TEXT TO READ:
......

February 24, 2011

Terminology: Transparent sharding

When databases are too big to manage via a single server, responsibility for them is spread among multiple servers. There are numerous names for this strategy, or versions of it — all of them at least somewhat problematic. The most common terms include:

(Shared-nothing) MPP (Massively Parallel Processing), often used to describe analytic DBMS. On the whole, these terms have worked pretty well, but they have issues even so. First, “MPP” means different things to different marketers. Second, most ostensibly “shared-nothing” systems aren’t really “shared-nothing.” They generally support at least storage arrays, if not storage-area networks (SANs); indeed, in a couple of cases (most notably EMC Greenplum), SAN support is prominent in their marketing message.
(Horizontal) partitioning and/or data distribution. These have significant problems. “Partitioning” and “distribution” are easily confused with each other, not least because the term “partitioning” is used in different ways by different DBMS product vendors.
Sharding, commonly used to describe scaled-out MySQL in Internet Request Processing use cases. This one has the advantage of being concise, but is beginning to mean two different things, in that it is used both when the data is REALLY in separate databases on different machines (i.e., the application has to explicitly reference the shard it wants to talk to) and also when the database is transparently distributed (e.g. via dbShards).
Coherent caching and/or distributed shared memory, describing cases when data is in RAM. Besides being RAM-specific, these terms can be vague as to whether the same data is recopied onto different systems, or whether they are focused on letting (relatively) large in-memory data stores be spread across a cluster.

I plan to start using the term transparent sharding to denote a data management strategy in which data is assigned to multiple servers (or CPUs, cores, etc.), yet looks to programmers and applications as if it were managed by just one. Thus,

dbShards and ScaleBase feature transparent sharding (this is the case which inspired me to introduce the term).
Anything which has ever reasonably been called a “shared-nothing” MPP DBMS features transparent sharding.
Memcached features transparent sharding. So, I imagine, do other caching systems I am less familiar with.
Shared-disk DBMS do not feature transparent sharding, even if their query work can be scaled out across multiple servers. (But Oracle Exadata does, because of its server tier.)

At the moment, I don’t see much benefit to introducing the term “transparent sharding” into discussions of analytic DBMS; rather, it’s targeted at the Internet Request Processing case. But as the terms “MPP” and “shared-nothing” get ever less useful, I could at some point change my mind.*

*One reason not to switch terms: “MPP” is marvelously concise. 🙂

What do you think of this terminology? Comments will be extremely welcome. But please be so kind as to recall one thing — no technology category definition can ever be perfect.

Categories: Parallelization, Transparent sharding

Subscribe to our complete feed!

Comments

27 Responses to “Terminology: Transparent sharding”

J. Andrew Rogers on February 25th, 2011 1:28 am

Transparent sharding is a good term; I am biased, having used it for a while. It is a very attractive idea conceptually.

......

REQUIRED TASK 1: Reproduce the passage of the sharding terminology post above, starting with "(Shared-nothing) MPP (Massively" and going on through "DBMS product vendors.".

......

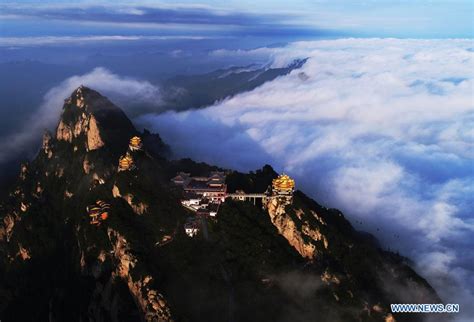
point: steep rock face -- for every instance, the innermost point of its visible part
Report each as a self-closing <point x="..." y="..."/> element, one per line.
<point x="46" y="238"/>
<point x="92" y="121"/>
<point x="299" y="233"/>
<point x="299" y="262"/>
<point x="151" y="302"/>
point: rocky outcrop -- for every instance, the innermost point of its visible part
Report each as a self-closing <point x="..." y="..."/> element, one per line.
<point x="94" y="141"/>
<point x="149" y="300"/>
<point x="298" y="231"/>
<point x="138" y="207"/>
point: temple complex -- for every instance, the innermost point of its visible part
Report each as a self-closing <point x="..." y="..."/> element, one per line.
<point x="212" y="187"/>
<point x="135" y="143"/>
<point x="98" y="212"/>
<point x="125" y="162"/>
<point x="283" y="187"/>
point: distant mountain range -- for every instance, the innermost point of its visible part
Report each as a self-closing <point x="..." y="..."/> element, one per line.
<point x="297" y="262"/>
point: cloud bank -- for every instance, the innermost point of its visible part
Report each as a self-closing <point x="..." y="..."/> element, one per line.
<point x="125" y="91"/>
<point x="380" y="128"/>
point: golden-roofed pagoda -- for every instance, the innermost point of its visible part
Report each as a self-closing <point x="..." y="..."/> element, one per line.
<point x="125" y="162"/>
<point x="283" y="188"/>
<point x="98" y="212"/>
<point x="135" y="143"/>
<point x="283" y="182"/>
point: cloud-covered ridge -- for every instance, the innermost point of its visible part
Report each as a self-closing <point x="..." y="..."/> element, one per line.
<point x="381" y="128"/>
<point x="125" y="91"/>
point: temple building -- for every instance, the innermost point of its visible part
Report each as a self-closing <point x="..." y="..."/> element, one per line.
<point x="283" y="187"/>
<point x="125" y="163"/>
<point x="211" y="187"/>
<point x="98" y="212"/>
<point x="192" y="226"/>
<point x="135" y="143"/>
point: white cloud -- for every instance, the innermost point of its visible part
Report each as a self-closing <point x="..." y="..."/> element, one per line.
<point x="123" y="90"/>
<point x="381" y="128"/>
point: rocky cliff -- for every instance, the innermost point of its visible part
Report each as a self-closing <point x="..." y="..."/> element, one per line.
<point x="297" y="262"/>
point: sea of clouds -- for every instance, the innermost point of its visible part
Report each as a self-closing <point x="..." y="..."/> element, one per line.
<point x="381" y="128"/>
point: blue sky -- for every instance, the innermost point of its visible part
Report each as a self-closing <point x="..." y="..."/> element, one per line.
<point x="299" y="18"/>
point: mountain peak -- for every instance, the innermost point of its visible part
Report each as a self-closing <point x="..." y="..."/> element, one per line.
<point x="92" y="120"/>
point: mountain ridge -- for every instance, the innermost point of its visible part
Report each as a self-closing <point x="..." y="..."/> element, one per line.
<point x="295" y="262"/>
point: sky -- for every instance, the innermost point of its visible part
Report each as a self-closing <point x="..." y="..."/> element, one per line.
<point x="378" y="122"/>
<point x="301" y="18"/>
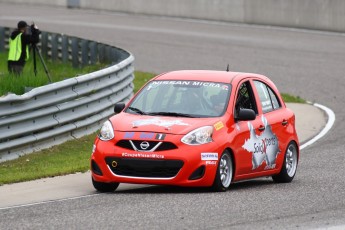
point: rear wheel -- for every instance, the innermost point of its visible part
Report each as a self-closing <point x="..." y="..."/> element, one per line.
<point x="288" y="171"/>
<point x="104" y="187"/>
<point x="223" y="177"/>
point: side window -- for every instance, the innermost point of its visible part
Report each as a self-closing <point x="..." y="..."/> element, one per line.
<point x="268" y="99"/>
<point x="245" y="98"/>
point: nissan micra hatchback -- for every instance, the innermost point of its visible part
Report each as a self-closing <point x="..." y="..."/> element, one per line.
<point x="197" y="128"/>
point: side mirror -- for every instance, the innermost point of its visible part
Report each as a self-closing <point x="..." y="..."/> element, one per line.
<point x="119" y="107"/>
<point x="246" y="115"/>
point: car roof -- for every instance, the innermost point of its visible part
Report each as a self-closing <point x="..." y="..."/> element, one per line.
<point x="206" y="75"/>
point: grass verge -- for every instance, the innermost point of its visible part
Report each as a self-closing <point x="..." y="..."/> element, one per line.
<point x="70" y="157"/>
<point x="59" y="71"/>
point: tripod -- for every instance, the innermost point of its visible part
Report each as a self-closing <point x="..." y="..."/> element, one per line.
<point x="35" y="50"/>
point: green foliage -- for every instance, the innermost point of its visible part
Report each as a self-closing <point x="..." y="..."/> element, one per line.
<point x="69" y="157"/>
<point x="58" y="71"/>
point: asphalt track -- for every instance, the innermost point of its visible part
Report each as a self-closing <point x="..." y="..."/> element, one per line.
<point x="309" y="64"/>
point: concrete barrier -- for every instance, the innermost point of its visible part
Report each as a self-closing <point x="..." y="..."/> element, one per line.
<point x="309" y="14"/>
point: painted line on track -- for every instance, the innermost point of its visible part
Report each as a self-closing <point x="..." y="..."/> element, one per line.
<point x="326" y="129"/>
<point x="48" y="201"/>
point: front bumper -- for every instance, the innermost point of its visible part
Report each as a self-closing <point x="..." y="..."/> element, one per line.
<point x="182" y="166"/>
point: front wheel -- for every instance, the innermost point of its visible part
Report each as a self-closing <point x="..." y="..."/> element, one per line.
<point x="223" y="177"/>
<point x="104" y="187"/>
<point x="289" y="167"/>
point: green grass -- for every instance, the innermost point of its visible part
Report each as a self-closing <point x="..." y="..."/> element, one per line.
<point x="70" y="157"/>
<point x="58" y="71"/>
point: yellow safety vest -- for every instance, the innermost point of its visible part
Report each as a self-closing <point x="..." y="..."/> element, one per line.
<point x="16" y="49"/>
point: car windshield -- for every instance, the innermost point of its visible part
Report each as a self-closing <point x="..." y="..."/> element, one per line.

......

REQUIRED TASK 2: Rescale part of the listing above, starting with the line with "point: front wheel" and going on through the last line of the listing. Write out only those lines again, requests included, with every point coordinate multiplied by 2.4 and rounded to a whole number (halves round up).

FULL ANSWER 1:
(Shared-nothing) MPP (Massively Parallel Processing), often used to describe analytic DBMS. On the whole, these terms have worked pretty well, but they have issues even so. First, “MPP” means different things to different marketers. Second, most ostensibly “shared-nothing” systems aren’t really “shared-nothing.” They generally support at least storage arrays, if not storage-area networks (SANs); indeed, in a couple of cases (most notably EMC Greenplum), SAN support is prominent in their marketing message.
(Horizontal) partitioning and/or data distribution. These have significant problems. “Partitioning” and “distribution” are easily confused with each other, not least because the term “partitioning” is used in different ways by different DBMS product vendors.

FULL ANSWER 2:
point: front wheel -- for every instance, the innermost point of its visible part
Report each as a self-closing <point x="..." y="..."/> element, one per line.
<point x="535" y="425"/>
<point x="250" y="449"/>
<point x="694" y="401"/>
point: green grass -- for every instance, the innermost point of its visible part
Report each as a self-closing <point x="..." y="..."/> element, one per line.
<point x="168" y="377"/>
<point x="139" y="170"/>
point: yellow safety vest -- for every instance, the innermost point of its visible part
Report each as a self-closing <point x="..." y="..."/> element, one per line.
<point x="38" y="118"/>
point: car windshield -- for every instance, the innermost point of its visible part
Report each as a self-closing <point x="..." y="..."/> element, one per line.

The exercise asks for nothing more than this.